Outline annotation records
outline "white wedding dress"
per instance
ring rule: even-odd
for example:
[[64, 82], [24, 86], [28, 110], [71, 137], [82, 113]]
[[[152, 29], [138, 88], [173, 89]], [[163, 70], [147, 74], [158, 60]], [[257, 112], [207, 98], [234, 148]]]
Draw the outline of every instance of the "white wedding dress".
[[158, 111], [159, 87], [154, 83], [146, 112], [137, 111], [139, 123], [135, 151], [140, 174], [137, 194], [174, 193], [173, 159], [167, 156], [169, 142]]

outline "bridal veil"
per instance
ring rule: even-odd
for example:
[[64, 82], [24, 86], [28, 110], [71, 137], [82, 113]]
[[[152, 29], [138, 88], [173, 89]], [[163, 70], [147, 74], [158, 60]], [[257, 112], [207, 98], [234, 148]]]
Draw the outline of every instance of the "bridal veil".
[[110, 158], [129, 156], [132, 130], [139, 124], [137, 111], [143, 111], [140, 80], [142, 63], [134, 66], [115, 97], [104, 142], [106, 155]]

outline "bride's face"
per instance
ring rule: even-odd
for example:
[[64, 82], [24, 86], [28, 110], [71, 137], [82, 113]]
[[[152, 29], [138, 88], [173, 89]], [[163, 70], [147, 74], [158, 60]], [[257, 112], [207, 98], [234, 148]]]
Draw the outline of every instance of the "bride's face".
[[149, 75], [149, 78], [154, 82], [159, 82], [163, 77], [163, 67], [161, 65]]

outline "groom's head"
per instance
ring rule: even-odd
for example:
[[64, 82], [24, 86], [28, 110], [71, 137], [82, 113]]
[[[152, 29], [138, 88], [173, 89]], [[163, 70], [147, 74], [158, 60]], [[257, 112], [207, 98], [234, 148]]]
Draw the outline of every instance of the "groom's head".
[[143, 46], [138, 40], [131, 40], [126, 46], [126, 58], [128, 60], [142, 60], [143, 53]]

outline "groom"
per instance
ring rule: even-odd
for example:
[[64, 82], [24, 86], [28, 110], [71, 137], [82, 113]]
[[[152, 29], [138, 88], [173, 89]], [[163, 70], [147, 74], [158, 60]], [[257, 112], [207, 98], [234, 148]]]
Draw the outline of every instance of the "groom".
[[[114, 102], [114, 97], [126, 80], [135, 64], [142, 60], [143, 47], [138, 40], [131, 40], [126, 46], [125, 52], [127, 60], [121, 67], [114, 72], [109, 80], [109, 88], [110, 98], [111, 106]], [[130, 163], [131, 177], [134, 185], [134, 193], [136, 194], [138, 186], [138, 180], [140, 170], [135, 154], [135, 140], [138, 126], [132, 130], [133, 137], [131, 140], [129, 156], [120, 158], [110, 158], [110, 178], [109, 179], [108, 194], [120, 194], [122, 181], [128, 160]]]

## Challenge
Reproduce all of the data above line for line, with no changes.

## Written solution
outline "white wedding dress"
per instance
ring rule: even-odd
for example:
[[64, 82], [24, 86], [28, 110], [71, 137], [82, 113]]
[[[152, 29], [138, 88], [173, 89]], [[163, 70], [147, 74], [158, 60]], [[257, 112], [207, 98], [234, 148]]]
Draw the outline of every instance of the "white wedding dress".
[[158, 111], [159, 87], [154, 83], [146, 112], [137, 111], [139, 123], [135, 151], [140, 174], [137, 194], [174, 193], [173, 159], [167, 156], [169, 142]]

outline "bridal veil"
per instance
ring rule: even-odd
for example:
[[64, 82], [24, 86], [28, 110], [71, 137], [82, 113]]
[[[152, 29], [138, 88], [173, 89]], [[163, 70], [147, 74], [158, 60]], [[257, 112], [207, 98], [234, 148]]]
Draw the outline of every instance of the "bridal veil".
[[110, 158], [129, 156], [132, 130], [139, 124], [137, 111], [143, 111], [140, 80], [142, 63], [134, 66], [115, 97], [104, 142], [106, 155]]

outline "bride's face"
per instance
ring rule: even-odd
for example:
[[64, 82], [24, 86], [28, 110], [71, 137], [82, 113]]
[[[152, 29], [138, 88], [173, 89]], [[163, 70], [147, 74], [158, 60]], [[257, 112], [207, 98], [234, 148]]]
Draw the outline of every instance of the "bride's face".
[[149, 75], [149, 78], [154, 82], [159, 82], [163, 77], [163, 67], [161, 65]]

outline "groom's head"
per instance
ring rule: even-odd
for example:
[[64, 82], [24, 86], [28, 110], [71, 137], [82, 113]]
[[[152, 29], [138, 88], [173, 89]], [[163, 70], [147, 74], [158, 60]], [[257, 112], [207, 98], [234, 148]]]
Draw the outline of every instance of the "groom's head".
[[143, 46], [138, 40], [131, 40], [126, 46], [126, 58], [128, 60], [142, 60], [143, 53]]

outline "groom"
per instance
ring rule: even-odd
for example:
[[64, 82], [24, 86], [28, 110], [71, 137], [82, 113]]
[[[152, 29], [138, 88], [173, 89]], [[163, 70], [147, 74], [158, 60]], [[257, 112], [207, 98], [234, 148]]]
Draw the outline of every instance of the "groom".
[[[114, 102], [114, 97], [126, 80], [135, 64], [142, 60], [143, 47], [138, 40], [131, 40], [126, 46], [125, 52], [127, 60], [121, 67], [114, 72], [109, 80], [109, 88], [110, 98], [111, 106]], [[130, 163], [131, 177], [134, 185], [134, 193], [136, 194], [138, 186], [138, 180], [140, 170], [135, 154], [135, 140], [138, 126], [132, 130], [133, 137], [131, 140], [129, 156], [120, 158], [110, 158], [110, 178], [109, 179], [108, 194], [120, 194], [122, 181], [128, 160]]]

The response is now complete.